◆ SELECTED PASSAGE
-- -- --

Cop won't be punished for controversial Colin Kaepernick Halloween costume

A University of Nevada, Reno police officer will not be punished for wearing a Halloween costume mocking Colin Kaepernick, says the department's police chief. Chief Adam Garcia apologized Sunday for the "insensitive" costume worn by one of his officers, but said that officer would not face discipline.

"For those who have seen the Halloween costume of one of our officers apparently mocking a citizen who has chosen to take advantage of his constitutional right to protest, I offer my sincere apologies," Garcia said, via the Reno Gazette Journal.

"Members of our profession are held to a higher standard and denigrating another -- on or off duty -- is insensitive for its lack of respect and lack understanding on how others may negatively view their actions and may be impacted."

The response comes after a photo surfaced of the cop wearing a homemade Kaepernick jersey with a wig, fake nose, and a sign that reads "will stand for food" -- which is a reference to Kaepernick kneeling during the national anthem last season to protest racial injustice and police brutality in America. It's believed by many that those protests (and the polarizing responses they elicited) have kept Kaepernick from getting another job in the NFL this season. Kaepernick starred at the University of Nevada before being drafted in the second round (36th overall) by the San Francisco 49ers in the 2011 NFL Draft

The photo was widely circulated online over the weekend and led to several complaints from the Reno community, many of whom felt the costume was racist in nature. Chief Garcia recognized and addressed the negative perception of the costume, as well as the deeper issues behind it.

-- -- --

◆ Records excerpted from a collection
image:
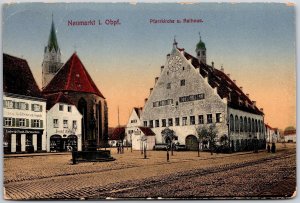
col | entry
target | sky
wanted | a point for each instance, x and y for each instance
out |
(255, 43)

-- -- --

◆ BRIEF 1
Answer these questions using the article about the Kaepernick Halloween costume.
(a) Which police department employs the officer who wore the costume?
(b) What did the sign carried with the costume read?
(c) In what round, and at what overall pick, was Kaepernick drafted?
◆ BRIEF 2
Transcribe the article about the Kaepernick Halloween costume word for word, starting at "Cop won't be" and ending at "Reno Gazette Journal.".

◆ FINAL ANSWER 1
(a) The University of Nevada, Reno police department.
(b) "will stand for food"
(c) The second round, 36th overall.

◆ FINAL ANSWER 2
Cop won't be punished for controversial Colin Kaepernick Halloween costume

A University of Nevada, Reno police officer will not be punished for wearing a Halloween costume mocking Colin Kaepernick, says the department's police chief. Chief Adam Garcia apologized Sunday for the "insensitive" costume worn by one of his officers, but said that officer would not face discipline.

"For those who have seen the Halloween costume of one of our officers apparently mocking a citizen who has chosen to take advantage of his constitutional right to protest, I offer my sincere apologies," Garcia said, via the Reno Gazette Journal.